- PROBLEM DESCRIPTION
Can you give these rows again with every "one point" swapped for "a single point" and everything else left unchanged?

========

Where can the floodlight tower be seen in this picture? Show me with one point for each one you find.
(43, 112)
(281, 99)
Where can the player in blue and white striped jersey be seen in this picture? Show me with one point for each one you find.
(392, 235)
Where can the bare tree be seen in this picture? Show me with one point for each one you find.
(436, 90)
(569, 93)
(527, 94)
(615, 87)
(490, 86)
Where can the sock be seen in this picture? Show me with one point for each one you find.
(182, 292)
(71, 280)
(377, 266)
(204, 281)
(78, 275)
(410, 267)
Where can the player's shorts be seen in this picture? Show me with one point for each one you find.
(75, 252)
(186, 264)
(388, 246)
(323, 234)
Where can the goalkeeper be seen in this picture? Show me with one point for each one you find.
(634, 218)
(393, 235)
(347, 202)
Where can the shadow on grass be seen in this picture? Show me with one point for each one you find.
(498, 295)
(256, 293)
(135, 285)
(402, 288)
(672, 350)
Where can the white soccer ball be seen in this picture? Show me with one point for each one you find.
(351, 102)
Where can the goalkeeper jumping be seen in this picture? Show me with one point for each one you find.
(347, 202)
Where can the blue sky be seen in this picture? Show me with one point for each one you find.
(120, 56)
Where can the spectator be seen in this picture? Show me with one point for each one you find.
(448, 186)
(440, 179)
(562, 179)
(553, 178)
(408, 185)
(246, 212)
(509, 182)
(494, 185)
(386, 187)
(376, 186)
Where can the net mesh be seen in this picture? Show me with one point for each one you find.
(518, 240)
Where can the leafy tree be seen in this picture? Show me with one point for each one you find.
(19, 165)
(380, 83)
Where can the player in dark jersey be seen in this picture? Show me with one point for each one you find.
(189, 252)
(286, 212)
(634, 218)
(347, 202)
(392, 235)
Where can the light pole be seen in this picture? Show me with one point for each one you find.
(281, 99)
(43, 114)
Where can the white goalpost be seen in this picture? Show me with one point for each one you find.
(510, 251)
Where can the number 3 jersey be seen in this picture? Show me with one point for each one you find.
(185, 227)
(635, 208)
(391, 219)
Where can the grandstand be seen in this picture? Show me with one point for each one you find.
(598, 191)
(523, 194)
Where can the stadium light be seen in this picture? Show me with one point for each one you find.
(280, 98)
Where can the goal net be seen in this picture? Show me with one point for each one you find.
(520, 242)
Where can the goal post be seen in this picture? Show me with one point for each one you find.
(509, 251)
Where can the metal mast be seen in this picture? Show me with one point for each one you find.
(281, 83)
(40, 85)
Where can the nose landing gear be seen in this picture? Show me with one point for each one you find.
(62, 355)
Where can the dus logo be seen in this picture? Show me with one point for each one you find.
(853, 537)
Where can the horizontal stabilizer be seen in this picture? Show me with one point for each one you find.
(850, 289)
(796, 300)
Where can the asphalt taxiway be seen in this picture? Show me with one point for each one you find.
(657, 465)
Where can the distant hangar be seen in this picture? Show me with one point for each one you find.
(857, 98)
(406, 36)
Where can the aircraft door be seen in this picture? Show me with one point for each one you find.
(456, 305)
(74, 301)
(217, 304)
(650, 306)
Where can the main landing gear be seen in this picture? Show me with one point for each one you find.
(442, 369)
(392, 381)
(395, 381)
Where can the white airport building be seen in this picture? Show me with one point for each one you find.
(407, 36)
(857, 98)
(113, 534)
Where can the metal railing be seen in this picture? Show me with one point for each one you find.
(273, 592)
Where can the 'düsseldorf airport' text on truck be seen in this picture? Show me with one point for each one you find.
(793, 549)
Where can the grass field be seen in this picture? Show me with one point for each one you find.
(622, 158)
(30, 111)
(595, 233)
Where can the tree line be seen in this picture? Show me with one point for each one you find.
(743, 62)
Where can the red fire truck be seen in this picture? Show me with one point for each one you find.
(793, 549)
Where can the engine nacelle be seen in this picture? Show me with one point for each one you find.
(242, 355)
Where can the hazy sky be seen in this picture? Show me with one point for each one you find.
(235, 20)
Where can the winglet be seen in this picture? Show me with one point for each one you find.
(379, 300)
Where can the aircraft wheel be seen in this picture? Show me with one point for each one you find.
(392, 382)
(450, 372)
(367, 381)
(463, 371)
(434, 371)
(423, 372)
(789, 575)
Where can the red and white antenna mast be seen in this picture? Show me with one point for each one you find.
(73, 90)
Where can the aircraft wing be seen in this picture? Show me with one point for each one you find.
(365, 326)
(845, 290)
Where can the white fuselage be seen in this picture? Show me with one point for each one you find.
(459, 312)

========

- RESPONSE TO THE TASK
Where can the floodlight tower be seen in this picture? Show me with a single point for each one you find.
(43, 112)
(281, 99)
Where can the player in blue and white striped jersey be seen in this picture? Show me with a single point for each one you find.
(392, 235)
Where can the bare tree be seen in this picture? Show me with a single point for each one you find.
(436, 90)
(569, 93)
(527, 94)
(615, 87)
(490, 86)
Where can the sock be seen in this picture? Show me with a single point for each one you find.
(182, 292)
(71, 280)
(377, 266)
(204, 281)
(78, 275)
(410, 267)
Where can the player's shorts be seen in this picture? Show me with a single point for each one you find.
(75, 252)
(186, 264)
(388, 246)
(323, 234)
Where can the goalkeeper be seen in this picture? Show me with a single point for each one you find.
(634, 218)
(393, 235)
(347, 202)
Where can the shadow on grass be seen in this picture? Show me with a single point for each one you find.
(498, 295)
(256, 293)
(135, 285)
(402, 288)
(672, 350)
Where can the white soccer ball be seen in this picture? Show me with a single point for each one you find.
(351, 102)
Where can the goalkeeper jumping be seen in this picture? Show me with a single point for each one you find.
(347, 202)
Where can the blue sky be seen in this picture? Show me with a single point for each one you find.
(120, 56)
Where can the spectator be seen in this picture? Show me with a single point for each one you find.
(448, 186)
(440, 179)
(562, 179)
(553, 178)
(408, 185)
(246, 212)
(509, 182)
(494, 185)
(386, 187)
(376, 186)
Where can the net mesh be seen in this picture? Show me with a single point for each one you find.
(518, 240)
Where can the leafy tree be seen in this picture? Show me with a single point for each one you find.
(19, 165)
(380, 83)
Where can the player in dark jersey be seen in this picture? Show me with a single point for each one you find.
(189, 252)
(286, 212)
(634, 218)
(347, 202)
(392, 235)
Where can the light pole be seen in this picture? Show me with a single point for each one you find.
(281, 99)
(43, 114)
Where can the white goalpost be seen in this picture? Show me with a single point for each one you find.
(510, 251)
Where can the number 3 jersey be seen in this picture? Show me with a single point for each one you find.
(185, 227)
(635, 208)
(391, 219)
Where can the grandstand be seen in this picture? Show me with a single point for each one you find.
(598, 191)
(523, 194)
Where can the stadium light be seen in this picture? Show me with a single point for each one you find.
(280, 98)
Where can the goal net be seen in this picture? Show me with a single point for each one you find.
(520, 242)
Where can the goal post be seen in this picture? Show me with a single point for each one you find.
(509, 251)
Where can the metal mast be seen in this picture? Show me with a single point for each one you find.
(281, 83)
(40, 85)
Where can the nose landing gear be seen in this picture? Show me with a single point for each one you find.
(62, 355)
Where can the dus logo be seen in this picture? Show me with a single point for each one you find.
(853, 537)
Where can the horizontal stabilizer be seen in this picture? Show me with a single point for each one you find.
(850, 289)
(796, 300)
Where can the asphalt taxiway be seen in this picture? Show me with a single point for each one you find.
(657, 465)
Where can the distant hangar be seen in this picture? Show me with a single point for each one you find.
(857, 98)
(406, 36)
Where can the aircraft door be seen in this picture? Show me with a single point for each one you find.
(456, 305)
(74, 301)
(217, 304)
(650, 306)
Where can the main landing gear be seen in this picture? Show me with a single point for each one you find.
(442, 369)
(392, 381)
(395, 381)
Where can the white airport building be seen in this picture? Show me with a single point for each one you find.
(407, 36)
(857, 98)
(113, 534)
Where can the metal railing be seen in this picture? Show me with a single point for each one you find.
(273, 592)
Where can the 'düsseldorf airport' text on truck be seen in this picture? Show me with a single point for each one you find.
(793, 549)
Where can the grass field be seen in this picture? Show me with a single point for each one you find.
(622, 158)
(30, 111)
(595, 233)
Where can the tree line be seen in this picture? Show me with a single point for each one you find.
(743, 62)
Where can the red fire truck be seen in this picture? Show me with a single point for each one you find.
(793, 549)
Where can the engine nacelle be seen in this picture? Show me with a single point for each one you find.
(242, 355)
Where can the hazy sky be seen in this picture? Show me with a single point for each one you find.
(235, 20)
Where can the winglet be seen in this picture? Show me with a single point for each one you find.
(379, 300)
Where can the aircraft wheel be seen in this picture? Show me with a single point for each one you find.
(392, 382)
(450, 372)
(367, 381)
(463, 371)
(434, 371)
(423, 372)
(789, 575)
Where can the red and white antenna mast be seen in this picture? Show me with a single point for each one you find.
(73, 90)
Where can the aircraft wing be seen in this picture? Show me with a single point for each one you find.
(365, 326)
(845, 290)
Where can the white fuselage be seen in this picture? Show me with a single point for each one you find.
(459, 312)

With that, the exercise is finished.